Texte de lecture ▸
------------------------------

Comment abordez-vous un livre, le lisez-vous en entier ou en diagonale ?

Je reçois chaque matin entre dix-neuf et trente-huit livres. Je commence par ceux dont le nom de l’auteur me dit quelque chose. J’utilise la technique 10-10-10 : dix pages au début, dix pages au milieu, dix pages à la fin. C’est une bonne méthode pour se faire une idée sur le style, le sujet, les personnages… Si je n’accroche pas, je ne le lis pas. Quand le roman m’accroche, je le lis en diagonale quand l’auteur est connu et je le lis en entier quand c’est un écrivain inconnu. Pendant l’été, je relis. Tous ceux qui critiquent les premiers romans le font avec beaucoup de sérieux car il est très important d’être honnête et de dire ce qui va ou ne va pas. Je suis très malheureuse quand je laisse passer un livre qui a du succès.

Que pensez-vous de l’attribution du prix Goncourt aux éditions Acte-Sud ?

------------------------------

Lignes de données ▸

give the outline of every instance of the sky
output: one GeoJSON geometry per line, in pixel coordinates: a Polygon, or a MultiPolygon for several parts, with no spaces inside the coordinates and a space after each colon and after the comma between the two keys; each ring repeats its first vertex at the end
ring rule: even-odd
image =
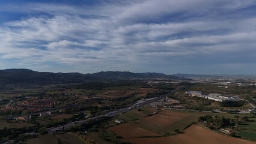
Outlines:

------------------------------

Consignes ▸
Répondez à ces questions sur le texte de lecture :
1. Combien de livres sont reçus chaque matin ?
2. En quoi consiste la technique 10-10-10 ?
3. Que se passe-t-il pendant l'été ?

Bonne réponse ▸
1. Entre dix-neuf et trente-huit livres.
2. Dix pages au début, dix pages au milieu, dix pages à la fin.
3. Les livres sont relus.